Reading passage —
--- BEGIN ---

Blair demanded: Hold Iraq inquiry in secret

Critics say Tony Blair's hopes of becoming the EU president risk being scuppered if the investigation is held in public

The row over the decision to hold the Iraq war inquiry behind closed doors escalated last night as it emerged that Tony Blair pressed Gordon Brown to keep it private.

In a move that will deepen the outrage of families of British soldiers killed in Iraq, the former prime minister, one of the architects of the controversial war, wanted the hearings to be held in secret to avoid a public and media circus.

A public appearance by Mr Blair before the Chilcot inquiry would also damage his ambitions of becoming EU president, a role that needs the support of European countries that opposed the war.

Last Monday the Prime Minister announced the long-awaited inquiry into the war in an attempt to shore up his premiership and appease Labour backbenchers. But he immediately caused anger by revealing that the inquiry, led by Sir John Chilcot and a panel of other privy councillors, would be held in private.

In the face of anger from generals and bereaved families, Mr Brown performed a partial U-turn on Thursday by agreeing to some public sessions, although the hearings will be mainly behind closed doors.

Now, in a fresh twist, it has emerged that Mr Blair intervened to influence the PM's decision.

--- END ---

Stated task —
Retype the part of the news article on the Iraq inquiry that opens with the words containing "Last Monday the" and closes with "the PM's decision.", keeping it identical to the original.

Data excerpts —

--- BEGIN ---

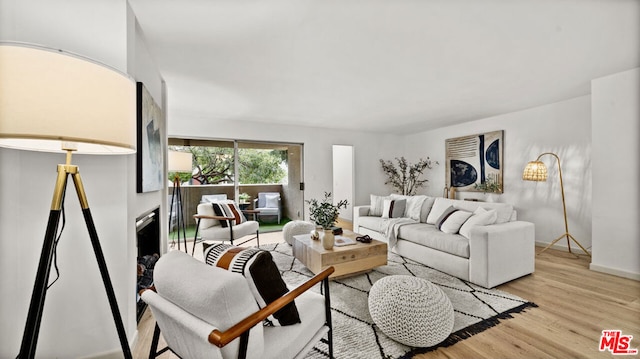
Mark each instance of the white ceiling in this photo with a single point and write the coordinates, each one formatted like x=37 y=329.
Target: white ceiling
x=397 y=66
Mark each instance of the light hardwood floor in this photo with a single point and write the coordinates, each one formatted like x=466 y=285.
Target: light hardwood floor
x=575 y=305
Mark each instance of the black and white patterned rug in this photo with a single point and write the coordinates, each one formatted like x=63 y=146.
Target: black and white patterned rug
x=354 y=333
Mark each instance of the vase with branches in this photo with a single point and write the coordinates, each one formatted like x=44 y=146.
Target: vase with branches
x=323 y=212
x=405 y=177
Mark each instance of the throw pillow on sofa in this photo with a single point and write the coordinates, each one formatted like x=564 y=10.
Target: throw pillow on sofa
x=262 y=275
x=414 y=205
x=439 y=208
x=452 y=220
x=481 y=217
x=393 y=208
x=377 y=204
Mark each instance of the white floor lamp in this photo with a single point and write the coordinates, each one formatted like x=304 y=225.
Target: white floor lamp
x=57 y=102
x=179 y=162
x=537 y=171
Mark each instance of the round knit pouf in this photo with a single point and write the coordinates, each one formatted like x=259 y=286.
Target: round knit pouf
x=295 y=228
x=411 y=310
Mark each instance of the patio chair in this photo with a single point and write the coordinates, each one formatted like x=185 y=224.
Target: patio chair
x=268 y=204
x=208 y=312
x=228 y=224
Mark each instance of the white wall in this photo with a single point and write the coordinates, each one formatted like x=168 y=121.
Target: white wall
x=318 y=142
x=616 y=163
x=563 y=128
x=343 y=182
x=77 y=320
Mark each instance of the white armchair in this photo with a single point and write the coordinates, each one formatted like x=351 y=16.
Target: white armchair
x=214 y=314
x=268 y=204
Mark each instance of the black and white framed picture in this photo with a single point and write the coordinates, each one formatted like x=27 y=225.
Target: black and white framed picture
x=475 y=162
x=150 y=154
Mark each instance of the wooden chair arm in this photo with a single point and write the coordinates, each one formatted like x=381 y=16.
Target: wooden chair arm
x=220 y=339
x=220 y=218
x=152 y=288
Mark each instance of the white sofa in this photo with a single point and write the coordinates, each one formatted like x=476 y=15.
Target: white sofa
x=489 y=254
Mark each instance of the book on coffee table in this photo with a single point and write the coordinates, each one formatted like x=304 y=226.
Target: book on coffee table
x=343 y=241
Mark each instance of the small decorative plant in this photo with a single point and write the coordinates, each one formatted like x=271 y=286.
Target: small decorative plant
x=490 y=185
x=406 y=177
x=324 y=213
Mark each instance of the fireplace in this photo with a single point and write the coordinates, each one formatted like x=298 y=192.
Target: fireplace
x=148 y=242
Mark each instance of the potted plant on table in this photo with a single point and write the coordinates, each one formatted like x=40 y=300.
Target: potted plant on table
x=324 y=213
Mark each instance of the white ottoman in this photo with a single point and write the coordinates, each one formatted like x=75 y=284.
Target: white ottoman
x=411 y=310
x=295 y=228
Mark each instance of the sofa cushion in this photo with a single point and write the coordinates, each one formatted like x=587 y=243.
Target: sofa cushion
x=429 y=236
x=393 y=208
x=504 y=210
x=426 y=208
x=414 y=205
x=373 y=223
x=443 y=217
x=261 y=273
x=377 y=204
x=454 y=221
x=480 y=217
x=437 y=210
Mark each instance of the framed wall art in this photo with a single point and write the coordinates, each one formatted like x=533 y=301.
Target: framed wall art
x=150 y=153
x=475 y=163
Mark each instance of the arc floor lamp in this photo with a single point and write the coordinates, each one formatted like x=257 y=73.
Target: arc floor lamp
x=178 y=162
x=54 y=101
x=537 y=171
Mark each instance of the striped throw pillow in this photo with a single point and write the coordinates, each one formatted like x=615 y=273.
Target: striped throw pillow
x=261 y=273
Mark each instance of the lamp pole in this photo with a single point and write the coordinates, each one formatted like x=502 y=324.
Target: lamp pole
x=564 y=210
x=36 y=306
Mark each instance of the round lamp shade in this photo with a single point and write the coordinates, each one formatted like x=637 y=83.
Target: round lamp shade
x=180 y=161
x=535 y=171
x=48 y=97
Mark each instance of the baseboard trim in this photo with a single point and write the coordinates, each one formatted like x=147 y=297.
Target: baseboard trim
x=614 y=271
x=116 y=353
x=562 y=247
x=593 y=267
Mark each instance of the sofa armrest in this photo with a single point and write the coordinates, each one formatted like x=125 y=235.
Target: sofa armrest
x=499 y=253
x=359 y=211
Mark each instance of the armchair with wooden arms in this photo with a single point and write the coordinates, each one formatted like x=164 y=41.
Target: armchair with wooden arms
x=214 y=314
x=222 y=227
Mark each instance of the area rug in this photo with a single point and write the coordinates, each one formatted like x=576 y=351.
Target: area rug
x=354 y=333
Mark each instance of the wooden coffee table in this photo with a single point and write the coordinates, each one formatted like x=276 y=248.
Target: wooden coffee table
x=347 y=260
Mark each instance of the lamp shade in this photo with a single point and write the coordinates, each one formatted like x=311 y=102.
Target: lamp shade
x=180 y=161
x=49 y=97
x=535 y=171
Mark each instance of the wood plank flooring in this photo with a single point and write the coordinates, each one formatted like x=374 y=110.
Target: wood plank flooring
x=575 y=305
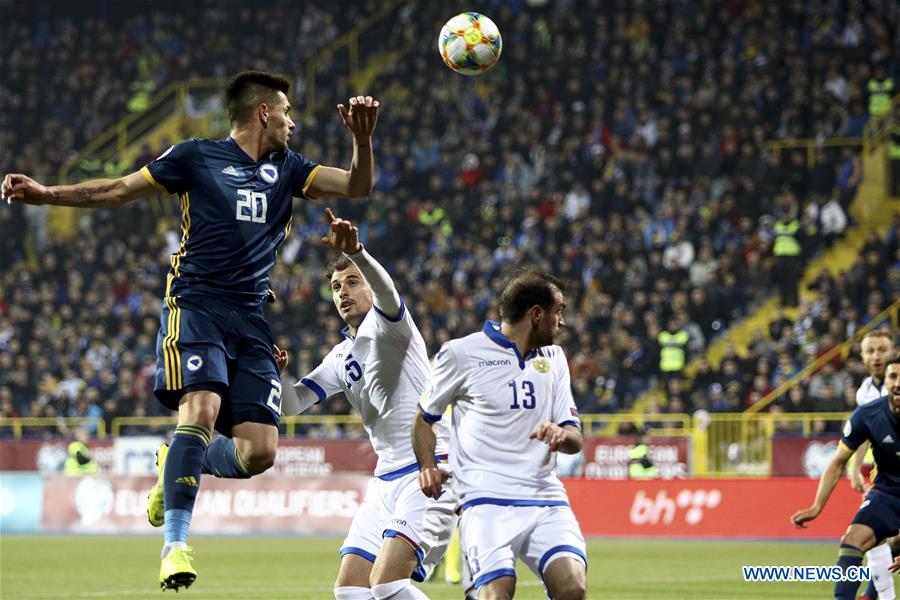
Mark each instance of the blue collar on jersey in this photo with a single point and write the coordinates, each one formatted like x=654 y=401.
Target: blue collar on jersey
x=273 y=156
x=492 y=330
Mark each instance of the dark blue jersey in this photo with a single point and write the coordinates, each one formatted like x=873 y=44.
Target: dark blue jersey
x=875 y=422
x=235 y=211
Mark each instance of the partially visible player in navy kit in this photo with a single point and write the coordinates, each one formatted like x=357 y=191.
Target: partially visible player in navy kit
x=216 y=361
x=879 y=516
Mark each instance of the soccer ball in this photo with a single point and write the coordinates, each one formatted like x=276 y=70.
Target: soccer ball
x=470 y=43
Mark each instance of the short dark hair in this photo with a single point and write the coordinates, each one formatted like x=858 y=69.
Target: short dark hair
x=528 y=288
x=338 y=264
x=248 y=89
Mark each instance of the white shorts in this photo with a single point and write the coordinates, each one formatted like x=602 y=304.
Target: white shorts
x=398 y=508
x=493 y=537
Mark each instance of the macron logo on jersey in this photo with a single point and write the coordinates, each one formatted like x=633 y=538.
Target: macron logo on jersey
x=500 y=362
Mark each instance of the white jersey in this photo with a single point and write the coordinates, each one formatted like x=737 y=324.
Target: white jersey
x=869 y=392
x=499 y=398
x=382 y=373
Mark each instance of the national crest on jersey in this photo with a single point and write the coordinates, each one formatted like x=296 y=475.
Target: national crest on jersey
x=499 y=398
x=236 y=212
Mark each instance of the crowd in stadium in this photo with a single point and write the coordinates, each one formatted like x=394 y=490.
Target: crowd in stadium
x=625 y=152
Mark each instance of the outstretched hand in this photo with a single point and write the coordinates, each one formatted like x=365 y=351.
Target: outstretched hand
x=802 y=517
x=431 y=481
x=21 y=188
x=361 y=117
x=344 y=235
x=281 y=358
x=551 y=434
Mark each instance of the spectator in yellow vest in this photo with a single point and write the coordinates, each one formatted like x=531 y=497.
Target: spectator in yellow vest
x=672 y=350
x=788 y=261
x=640 y=462
x=880 y=88
x=78 y=460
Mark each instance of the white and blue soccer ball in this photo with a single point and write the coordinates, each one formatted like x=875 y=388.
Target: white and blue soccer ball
x=470 y=43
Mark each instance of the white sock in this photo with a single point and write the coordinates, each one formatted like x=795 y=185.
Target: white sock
x=879 y=559
x=352 y=593
x=402 y=589
x=173 y=545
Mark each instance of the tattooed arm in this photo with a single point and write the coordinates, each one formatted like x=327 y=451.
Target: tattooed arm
x=90 y=194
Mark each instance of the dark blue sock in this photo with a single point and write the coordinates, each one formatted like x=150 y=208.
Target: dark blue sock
x=849 y=556
x=181 y=479
x=223 y=460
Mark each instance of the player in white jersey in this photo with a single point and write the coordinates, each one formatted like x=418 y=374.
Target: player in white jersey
x=381 y=367
x=512 y=411
x=876 y=349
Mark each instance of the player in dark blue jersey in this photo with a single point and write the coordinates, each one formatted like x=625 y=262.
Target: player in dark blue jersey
x=216 y=361
x=879 y=516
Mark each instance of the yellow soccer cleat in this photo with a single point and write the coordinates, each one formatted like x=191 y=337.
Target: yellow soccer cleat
x=176 y=571
x=156 y=502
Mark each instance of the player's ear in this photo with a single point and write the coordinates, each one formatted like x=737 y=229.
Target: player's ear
x=262 y=111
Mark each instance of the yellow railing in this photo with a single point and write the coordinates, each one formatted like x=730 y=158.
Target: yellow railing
x=350 y=41
x=63 y=426
x=740 y=444
x=878 y=128
x=115 y=141
x=810 y=145
x=672 y=424
x=892 y=312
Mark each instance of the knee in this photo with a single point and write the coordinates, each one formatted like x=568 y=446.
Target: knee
x=571 y=590
x=200 y=408
x=260 y=460
x=858 y=539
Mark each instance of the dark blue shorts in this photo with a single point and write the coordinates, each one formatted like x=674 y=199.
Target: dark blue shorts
x=880 y=511
x=207 y=345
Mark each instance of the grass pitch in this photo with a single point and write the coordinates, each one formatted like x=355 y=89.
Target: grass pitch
x=305 y=567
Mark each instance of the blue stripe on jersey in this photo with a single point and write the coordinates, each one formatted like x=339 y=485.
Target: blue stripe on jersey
x=429 y=418
x=492 y=575
x=556 y=550
x=492 y=330
x=359 y=552
x=396 y=319
x=397 y=474
x=314 y=387
x=511 y=502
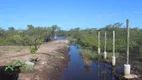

--- END ---

Solved exercise —
Last Monday the Prime Minister announced the long-awaited inquiry into the war in an attempt to shore up his premiership and appease Labour backbenchers. But he immediately caused anger by revealing that the inquiry, led by Sir John Chilcot and a panel of other privy councillors, would be held in private.

In the face of anger from generals and bereaved families, Mr Brown performed a partial U-turn on Thursday by agreeing to some public sessions, although the hearings will be mainly behind closed doors.

Now, in a fresh twist, it has emerged that Mr Blair intervened to influence the PM's decision.